With a Google Home, the smart speaker from Google, you can simplify your life. Ask it for a weather forecast or what time it is in Hawaii, and it tells you the answer without you having to lift a finger. There’s more it can do, too. If you have the classic Google Home, or a Google Home Mini, Max, or Hub (or any combination of them), you’ll want to learn some Google Home tips to make sure you’re getting the most out of it.
Here we have six tips for setting up any Google Home device, seven tips for customizing your experience, and seven suggestions for making sure you get all you can out of it, adding to a grand total of 20 Google Home tips. Plus, at the end, check out three Google Home tricks that will teach you how to kick off a longer interactive experience with your Google Assistant.
Google Home tips for setup
1) Add your home and work addresses
If you want custom traffic information related to your commute, be sure to enter your home and work locations in your Google account. If you missed the prompts to do so during the initial setup, open the Google Assistant app, look under Personal info, and choose Your Places. You can then add one home address and one work address.
2) Train Google Home to recognize your voice
Before anyone says, “Hey Google, what’s on my calendar?” as a sneaky way to find out what you’re doing later today, set up Voice Match for Google Home. Voice Match allows the smart speaker to distinguish your voice from others. That way, can tell you about your day but not leak the details to anyone else.
To train Google Home to recognize your voice, open the Google Assistant app and tap your profile image. Under Assistant, tap Voice Match. If you’ve previously trained Google Assistant to recognize your voice, you’ll see a pop-up question asking if you want to retrain it and apply the results across all your Google Assistant-enabled devices.

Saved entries
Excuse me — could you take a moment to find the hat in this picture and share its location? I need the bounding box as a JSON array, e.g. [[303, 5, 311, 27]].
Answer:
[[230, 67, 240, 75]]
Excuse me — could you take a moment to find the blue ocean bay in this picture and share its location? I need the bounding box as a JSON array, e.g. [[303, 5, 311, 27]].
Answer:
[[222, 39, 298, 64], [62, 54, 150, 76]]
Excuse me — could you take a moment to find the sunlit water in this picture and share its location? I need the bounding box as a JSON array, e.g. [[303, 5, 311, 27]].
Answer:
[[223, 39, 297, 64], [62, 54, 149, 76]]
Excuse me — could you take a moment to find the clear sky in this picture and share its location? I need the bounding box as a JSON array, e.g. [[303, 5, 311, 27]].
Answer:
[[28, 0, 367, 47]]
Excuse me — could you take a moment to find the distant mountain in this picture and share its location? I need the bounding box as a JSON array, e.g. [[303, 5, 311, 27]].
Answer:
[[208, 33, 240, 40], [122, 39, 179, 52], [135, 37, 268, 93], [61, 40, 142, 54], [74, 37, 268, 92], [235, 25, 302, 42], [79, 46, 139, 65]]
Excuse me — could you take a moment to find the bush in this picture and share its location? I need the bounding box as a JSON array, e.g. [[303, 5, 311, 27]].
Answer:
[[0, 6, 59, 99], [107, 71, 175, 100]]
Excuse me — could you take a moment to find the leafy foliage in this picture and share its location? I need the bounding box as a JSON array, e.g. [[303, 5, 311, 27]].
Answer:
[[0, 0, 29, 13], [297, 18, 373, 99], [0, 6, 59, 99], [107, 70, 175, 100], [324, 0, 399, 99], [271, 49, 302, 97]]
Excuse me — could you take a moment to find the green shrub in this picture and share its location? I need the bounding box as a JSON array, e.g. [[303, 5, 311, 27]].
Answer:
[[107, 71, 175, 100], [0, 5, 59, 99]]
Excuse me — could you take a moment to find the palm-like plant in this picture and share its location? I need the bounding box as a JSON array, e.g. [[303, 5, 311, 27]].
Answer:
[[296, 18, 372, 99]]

• _EXERCISE DETAILS_
Check each statement against the Google Home tips text above and answer yes or no, quoting the words of the text that decide it. 1. The text promises a total of 20 Google Home tips. 2. You can add more than one work address in Your Places. 3. Voice Match is found under Personal info in the Google Assistant app.

• _FULL SOLUTION_
1. Yes: "adding to a grand total of 20 Google Home tips"
2. No: "You can then add one home address and one work address."
3. No: "Under Assistant, tap Voice Match."